Set exercise A –
In the forum thread about celebrity Havanese owners, what is the full name of Venus Williams's dog?
Set exercise B –
Extend the forum thread about celebrity Havanese owners with the posts that come next after its final one.

Page extract –
## BEGIN
# Celebrity Hav owners



## dbeech

I was at the dentist this morning and picked up US weekly to read. In there was an article about Venus Williams titled "25 Things You Don't Know About Me." Number 2 on her list was "I have a Havanese dog named Harold Reginald Williams." 

Do you know of any other celebrity Hav owners?


----------



## Carefulove

Yeah; Me.











ound:


----------



## JeanMarie

Other than Baba Wawa...no.


----------



## Gwen

One of Donald Trump's sons has two and they were given their own 2008 Christmas tree!!!
Gwen


----------



## rdanielle

Robert Verdi


----------



## Gwen

Just found this tidbit from a local paper:

VANESSA Trump is true to her word. Having told The Post she and hubby Donald Trump Jr. would move once they had two kids, the gorgeous family -- including Kai Madison, 2, baby Donald Trump III and their two Havanese dogs -- is relocating to a non- Trump building. The family -- who've been cramped in a 1,550-square-foot two- bedroom, two-bath pad at Trump Place on Riverside Boulevard -- is buying a three-bedroom at the Sov ereign on East 58th Street, in the $2 million-plus range, reports The Post's Jennifer Gould Keil. They also own a three- bedroom home in Bedford.


----------



## AmeliasBabaloo

Venus not only is a great Tennis player but has fabulous taste in dog breeds. She and I have much in common. I am only a so so tennis player.

Vicki


----------



## dbeech

I was at a business function at the Ritz Carlton in Key Biscayne, FL a few years ago and Venus was there. She was trying to relax by the pool, but she was so welcoming to her fans who approached her, especially the kids. I was really impressed by her gracious behavior.


----------



## Havtahava

Seal & Heidi Klum also have a Hav.


----------



## dbeech

Here is a picture of Venus with her Hav, Harold.

How do I get the image to show up in my post without being a link?


----------



## ECudmore

I want to invite Venus and Harold to our hav gathering. I stood behind her at the Accura tournament, she is lovely.
## END
Extracted data –
## BEGIN
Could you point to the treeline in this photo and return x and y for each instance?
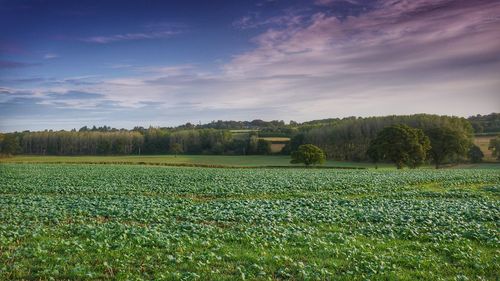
(341, 139)
(138, 141)
(486, 123)
(349, 139)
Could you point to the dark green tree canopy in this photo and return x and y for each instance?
(447, 143)
(308, 154)
(475, 154)
(400, 144)
(495, 147)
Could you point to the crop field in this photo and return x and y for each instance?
(132, 222)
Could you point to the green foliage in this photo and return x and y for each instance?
(9, 144)
(400, 144)
(111, 222)
(495, 147)
(447, 143)
(486, 123)
(475, 154)
(348, 139)
(308, 154)
(263, 147)
(176, 148)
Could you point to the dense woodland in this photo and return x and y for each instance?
(341, 139)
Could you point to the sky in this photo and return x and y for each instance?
(67, 64)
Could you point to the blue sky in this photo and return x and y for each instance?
(66, 64)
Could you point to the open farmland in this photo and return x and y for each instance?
(167, 223)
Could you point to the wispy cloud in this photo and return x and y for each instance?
(130, 37)
(398, 57)
(7, 64)
(50, 56)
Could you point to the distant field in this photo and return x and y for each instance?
(212, 160)
(483, 142)
(132, 222)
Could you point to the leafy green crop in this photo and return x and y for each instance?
(157, 223)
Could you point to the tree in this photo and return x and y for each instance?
(446, 143)
(403, 145)
(176, 148)
(263, 147)
(309, 155)
(495, 147)
(9, 144)
(475, 154)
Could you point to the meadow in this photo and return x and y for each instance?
(139, 222)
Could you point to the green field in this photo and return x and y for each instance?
(252, 161)
(136, 222)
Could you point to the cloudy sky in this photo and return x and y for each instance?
(66, 64)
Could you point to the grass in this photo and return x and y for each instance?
(118, 222)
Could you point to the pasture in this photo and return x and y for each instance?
(136, 222)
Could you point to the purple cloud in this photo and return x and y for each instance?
(130, 37)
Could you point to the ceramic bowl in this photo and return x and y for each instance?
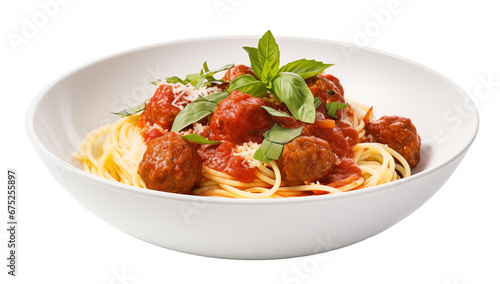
(82, 100)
## END
Written reply A –
Harold Reginald Williams

Written reply B –
Elayne and Racquet


----------



## Thumper

I just realizes Real Housewives of NYC's Bethenny Frankel's baby, Cookie, is a havanese. I always kinda thought maybe but then I saw her on an interview where Cookie was revealed as a Havanese..


----------



## dodrop82

AHHHHHH!!!!!! Are you kidding me! I thought Cookie was a Hav and asked on the forum about a year ago, and was told she was a Shih Tzu mix! Golly!!!!


----------



## crazymasons

Daniel Tosh of Tosh.0 has a Hav, and it's on the show quite frequently.


----------



## Susan0406

dodrop82 said:


> AHHHHHH!!!!!! Are you kidding me! I thought Cookie was a Hav and asked on the forum about a year ago, and was told she was a Shih Tzu mix! Golly!!!!


I heard that Cookie is a Lhasa Apso mix


----------



## JMGracie

crazymasons said:


> Daniel Tosh of Tosh.0 has a Hav, and it's on the show quite frequently.


That poor dog has to put up with so much! Haha, it always cracks me up though.


----------



## misstray

Susan0406 said:


> I heard that Cookie is a Lhasa Apso mix


It says in the comments on the video that she's a Lhasa mix.


----------



## Thumper

really? I could've sworn I heard Havanese! I can't remember which interview it was on.....possibly havalapso? 

cookie is cute, nonetheless!


----------



## dodrop82

I'll just phone up Bethenny and get to the bottom of this.....(HeeHee!)


----------



## gelbergirl

Joan River (I learned this in the documentary that was made about her last year).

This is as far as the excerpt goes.